>>>>>

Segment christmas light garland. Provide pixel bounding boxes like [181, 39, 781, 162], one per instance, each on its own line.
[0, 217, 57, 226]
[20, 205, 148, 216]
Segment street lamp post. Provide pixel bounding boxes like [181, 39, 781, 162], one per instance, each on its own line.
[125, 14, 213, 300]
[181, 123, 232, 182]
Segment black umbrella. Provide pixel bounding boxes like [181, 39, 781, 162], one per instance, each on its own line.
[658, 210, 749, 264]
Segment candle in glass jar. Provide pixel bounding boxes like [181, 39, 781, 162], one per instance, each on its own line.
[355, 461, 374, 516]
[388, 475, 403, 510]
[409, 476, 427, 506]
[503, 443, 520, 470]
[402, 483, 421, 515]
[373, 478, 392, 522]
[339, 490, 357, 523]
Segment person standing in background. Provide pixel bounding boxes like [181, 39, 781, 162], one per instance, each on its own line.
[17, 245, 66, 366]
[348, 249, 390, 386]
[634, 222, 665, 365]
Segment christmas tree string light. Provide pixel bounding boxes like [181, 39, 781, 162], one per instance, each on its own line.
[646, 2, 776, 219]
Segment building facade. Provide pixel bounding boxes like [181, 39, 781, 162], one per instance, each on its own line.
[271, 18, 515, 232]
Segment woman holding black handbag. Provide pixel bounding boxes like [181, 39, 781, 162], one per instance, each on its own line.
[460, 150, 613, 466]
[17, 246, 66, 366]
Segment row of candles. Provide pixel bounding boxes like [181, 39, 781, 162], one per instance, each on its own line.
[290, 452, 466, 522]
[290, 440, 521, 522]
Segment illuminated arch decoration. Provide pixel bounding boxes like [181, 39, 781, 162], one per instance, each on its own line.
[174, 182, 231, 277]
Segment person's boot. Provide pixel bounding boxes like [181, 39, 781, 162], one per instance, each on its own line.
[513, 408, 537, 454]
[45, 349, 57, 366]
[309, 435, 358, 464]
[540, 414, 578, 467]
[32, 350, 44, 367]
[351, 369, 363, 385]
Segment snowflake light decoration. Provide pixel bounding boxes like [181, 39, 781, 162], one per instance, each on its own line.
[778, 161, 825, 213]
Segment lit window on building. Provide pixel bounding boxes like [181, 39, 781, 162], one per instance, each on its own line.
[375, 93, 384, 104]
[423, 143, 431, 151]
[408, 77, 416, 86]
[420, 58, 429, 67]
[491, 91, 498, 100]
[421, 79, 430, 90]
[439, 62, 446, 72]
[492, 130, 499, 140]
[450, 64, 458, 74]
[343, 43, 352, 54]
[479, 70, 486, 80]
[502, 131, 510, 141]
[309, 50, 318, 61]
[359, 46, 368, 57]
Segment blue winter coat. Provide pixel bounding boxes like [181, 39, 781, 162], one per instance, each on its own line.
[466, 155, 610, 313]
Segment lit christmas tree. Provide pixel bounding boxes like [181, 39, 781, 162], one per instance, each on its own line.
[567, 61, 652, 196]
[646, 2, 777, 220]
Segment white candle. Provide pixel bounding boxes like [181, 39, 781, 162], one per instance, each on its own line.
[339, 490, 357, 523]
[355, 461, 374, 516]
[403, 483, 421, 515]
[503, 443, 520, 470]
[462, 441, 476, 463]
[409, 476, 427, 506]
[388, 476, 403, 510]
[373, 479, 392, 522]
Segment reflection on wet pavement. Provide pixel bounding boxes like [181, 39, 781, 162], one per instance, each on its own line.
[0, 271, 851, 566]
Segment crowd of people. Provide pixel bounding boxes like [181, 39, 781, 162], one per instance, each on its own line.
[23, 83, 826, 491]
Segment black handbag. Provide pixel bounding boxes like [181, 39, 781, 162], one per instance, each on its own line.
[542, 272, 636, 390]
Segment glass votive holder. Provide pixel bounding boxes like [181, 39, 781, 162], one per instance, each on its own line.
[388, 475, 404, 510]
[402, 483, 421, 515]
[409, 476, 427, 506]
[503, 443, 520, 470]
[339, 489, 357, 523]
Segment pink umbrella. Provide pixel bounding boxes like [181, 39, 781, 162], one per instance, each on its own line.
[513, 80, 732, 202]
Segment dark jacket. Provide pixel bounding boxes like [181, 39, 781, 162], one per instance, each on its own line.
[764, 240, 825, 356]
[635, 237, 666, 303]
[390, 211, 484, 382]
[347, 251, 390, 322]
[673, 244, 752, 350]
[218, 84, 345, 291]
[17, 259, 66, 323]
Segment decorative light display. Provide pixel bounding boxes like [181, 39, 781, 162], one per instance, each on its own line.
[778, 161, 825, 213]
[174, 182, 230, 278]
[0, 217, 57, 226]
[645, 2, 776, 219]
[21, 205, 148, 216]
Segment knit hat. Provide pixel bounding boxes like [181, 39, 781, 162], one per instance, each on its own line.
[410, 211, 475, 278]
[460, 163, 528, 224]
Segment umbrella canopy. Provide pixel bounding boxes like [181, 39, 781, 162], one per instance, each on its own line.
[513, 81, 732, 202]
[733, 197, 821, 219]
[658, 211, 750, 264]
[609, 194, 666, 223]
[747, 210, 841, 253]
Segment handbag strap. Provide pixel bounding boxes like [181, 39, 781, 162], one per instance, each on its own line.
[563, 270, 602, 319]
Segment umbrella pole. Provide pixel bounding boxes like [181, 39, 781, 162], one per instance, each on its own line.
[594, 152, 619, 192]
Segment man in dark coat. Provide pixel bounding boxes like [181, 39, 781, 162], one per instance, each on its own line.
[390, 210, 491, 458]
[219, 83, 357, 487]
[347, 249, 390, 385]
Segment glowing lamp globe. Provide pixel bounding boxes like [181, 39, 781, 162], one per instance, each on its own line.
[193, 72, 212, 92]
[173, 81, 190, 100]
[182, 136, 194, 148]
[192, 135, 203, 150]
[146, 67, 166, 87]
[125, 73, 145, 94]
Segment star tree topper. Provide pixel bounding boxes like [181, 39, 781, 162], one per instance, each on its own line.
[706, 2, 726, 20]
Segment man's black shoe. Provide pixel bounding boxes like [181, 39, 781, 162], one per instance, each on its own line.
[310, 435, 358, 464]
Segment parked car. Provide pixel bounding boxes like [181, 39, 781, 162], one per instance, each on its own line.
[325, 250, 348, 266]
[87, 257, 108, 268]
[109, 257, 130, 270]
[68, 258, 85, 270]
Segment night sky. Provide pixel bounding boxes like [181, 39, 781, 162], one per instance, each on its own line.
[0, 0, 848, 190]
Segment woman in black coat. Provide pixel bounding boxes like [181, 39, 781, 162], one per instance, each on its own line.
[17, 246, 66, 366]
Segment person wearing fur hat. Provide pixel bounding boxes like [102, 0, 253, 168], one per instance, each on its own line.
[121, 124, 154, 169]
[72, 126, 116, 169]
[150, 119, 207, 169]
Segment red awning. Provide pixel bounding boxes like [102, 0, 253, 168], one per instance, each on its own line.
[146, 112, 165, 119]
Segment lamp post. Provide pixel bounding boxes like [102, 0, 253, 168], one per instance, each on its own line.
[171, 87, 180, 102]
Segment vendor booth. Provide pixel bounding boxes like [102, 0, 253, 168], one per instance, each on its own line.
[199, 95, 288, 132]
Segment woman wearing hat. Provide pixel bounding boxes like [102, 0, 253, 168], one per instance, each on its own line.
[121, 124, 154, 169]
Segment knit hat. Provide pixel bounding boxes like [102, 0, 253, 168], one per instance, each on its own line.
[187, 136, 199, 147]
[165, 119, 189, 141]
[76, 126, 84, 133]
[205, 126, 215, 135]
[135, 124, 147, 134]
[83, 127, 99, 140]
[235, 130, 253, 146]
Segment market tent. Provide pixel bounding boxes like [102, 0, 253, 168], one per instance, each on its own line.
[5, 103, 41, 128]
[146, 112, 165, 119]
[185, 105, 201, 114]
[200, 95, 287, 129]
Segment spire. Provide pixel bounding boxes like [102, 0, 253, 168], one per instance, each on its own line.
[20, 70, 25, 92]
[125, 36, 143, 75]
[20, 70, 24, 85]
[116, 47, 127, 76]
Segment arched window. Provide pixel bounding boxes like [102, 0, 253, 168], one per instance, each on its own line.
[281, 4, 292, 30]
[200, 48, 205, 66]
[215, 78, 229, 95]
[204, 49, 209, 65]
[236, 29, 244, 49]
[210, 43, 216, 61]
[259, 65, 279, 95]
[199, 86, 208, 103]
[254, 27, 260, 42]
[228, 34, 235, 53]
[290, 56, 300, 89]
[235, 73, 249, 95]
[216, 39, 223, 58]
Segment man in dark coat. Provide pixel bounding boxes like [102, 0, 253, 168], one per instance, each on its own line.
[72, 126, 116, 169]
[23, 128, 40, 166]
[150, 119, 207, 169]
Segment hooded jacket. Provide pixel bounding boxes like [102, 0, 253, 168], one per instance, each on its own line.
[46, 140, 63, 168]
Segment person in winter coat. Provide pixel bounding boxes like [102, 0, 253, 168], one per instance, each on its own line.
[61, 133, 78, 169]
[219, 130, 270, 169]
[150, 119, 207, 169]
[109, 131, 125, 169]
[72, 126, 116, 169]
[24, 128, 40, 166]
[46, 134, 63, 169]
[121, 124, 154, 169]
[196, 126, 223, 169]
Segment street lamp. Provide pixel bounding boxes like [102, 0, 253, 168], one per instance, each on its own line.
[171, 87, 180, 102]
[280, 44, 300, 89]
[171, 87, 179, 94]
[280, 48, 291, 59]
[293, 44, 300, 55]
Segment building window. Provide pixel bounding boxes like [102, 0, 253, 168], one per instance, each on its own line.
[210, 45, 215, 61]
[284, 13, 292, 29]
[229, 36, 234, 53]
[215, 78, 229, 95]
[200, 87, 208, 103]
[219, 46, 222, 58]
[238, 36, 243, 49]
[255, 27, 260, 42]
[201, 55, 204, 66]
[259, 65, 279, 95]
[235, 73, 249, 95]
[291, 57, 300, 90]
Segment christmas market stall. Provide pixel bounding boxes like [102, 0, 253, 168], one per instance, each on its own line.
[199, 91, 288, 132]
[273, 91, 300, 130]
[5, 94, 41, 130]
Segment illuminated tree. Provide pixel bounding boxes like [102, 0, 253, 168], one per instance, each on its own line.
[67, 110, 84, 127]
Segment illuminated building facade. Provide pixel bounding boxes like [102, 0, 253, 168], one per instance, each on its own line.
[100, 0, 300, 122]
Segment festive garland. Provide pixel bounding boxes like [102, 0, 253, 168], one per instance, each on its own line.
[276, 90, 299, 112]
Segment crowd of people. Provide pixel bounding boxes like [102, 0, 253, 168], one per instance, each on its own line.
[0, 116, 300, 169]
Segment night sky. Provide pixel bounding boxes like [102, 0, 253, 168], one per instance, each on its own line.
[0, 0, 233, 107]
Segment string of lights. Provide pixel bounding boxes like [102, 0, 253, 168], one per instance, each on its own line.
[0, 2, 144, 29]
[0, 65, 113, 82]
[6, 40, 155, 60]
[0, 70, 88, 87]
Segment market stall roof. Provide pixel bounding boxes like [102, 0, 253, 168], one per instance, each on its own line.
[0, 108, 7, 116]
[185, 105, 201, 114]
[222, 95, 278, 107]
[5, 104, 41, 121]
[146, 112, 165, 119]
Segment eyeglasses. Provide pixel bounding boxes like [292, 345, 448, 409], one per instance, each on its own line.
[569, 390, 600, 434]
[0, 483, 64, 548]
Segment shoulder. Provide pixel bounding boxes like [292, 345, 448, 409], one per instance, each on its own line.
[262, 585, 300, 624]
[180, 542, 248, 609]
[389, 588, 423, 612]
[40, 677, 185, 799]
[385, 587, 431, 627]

<<<<<

Could you reproduce the lines above, from the one that holds "Segment illuminated building" through the last, exactly as they stand?

Segment illuminated building facade. Provide pixel bounding boxes like [102, 0, 253, 168], one per instance, each on its own line.
[100, 0, 300, 122]
Segment festive garland. Provide pixel bounding boxes like [102, 0, 253, 168], one per instance, each on its own line.
[276, 90, 299, 112]
Segment crowd of people. Provide pixel bounding boxes like [102, 0, 253, 168], one per instance, each on its own line.
[0, 116, 300, 169]
Segment night sky. Provide pixel bounding boxes like [102, 0, 253, 168], one per instance, each on its own line.
[0, 0, 233, 107]
Segment string of lights. Provide pixel bounding boxes like [102, 0, 253, 168], one per instance, each on its own line.
[0, 2, 144, 29]
[0, 65, 113, 82]
[6, 40, 155, 60]
[0, 70, 88, 87]
Segment market stall roof. Provide pixel bounding boxes like [102, 0, 253, 168], one per instance, each on its own line.
[0, 108, 7, 116]
[185, 105, 201, 114]
[222, 95, 278, 107]
[5, 104, 41, 121]
[146, 112, 165, 119]
Segment eyeglasses. Provide pixel bounding boxes like [292, 345, 448, 409], one per instance, each on its own line.
[569, 390, 600, 434]
[0, 483, 64, 548]
Segment shoulder. Provide pixel bounding boxes like [292, 345, 448, 409], one per instance, each on its own line.
[262, 585, 300, 624]
[180, 542, 248, 609]
[389, 588, 423, 612]
[40, 677, 185, 799]
[385, 587, 431, 627]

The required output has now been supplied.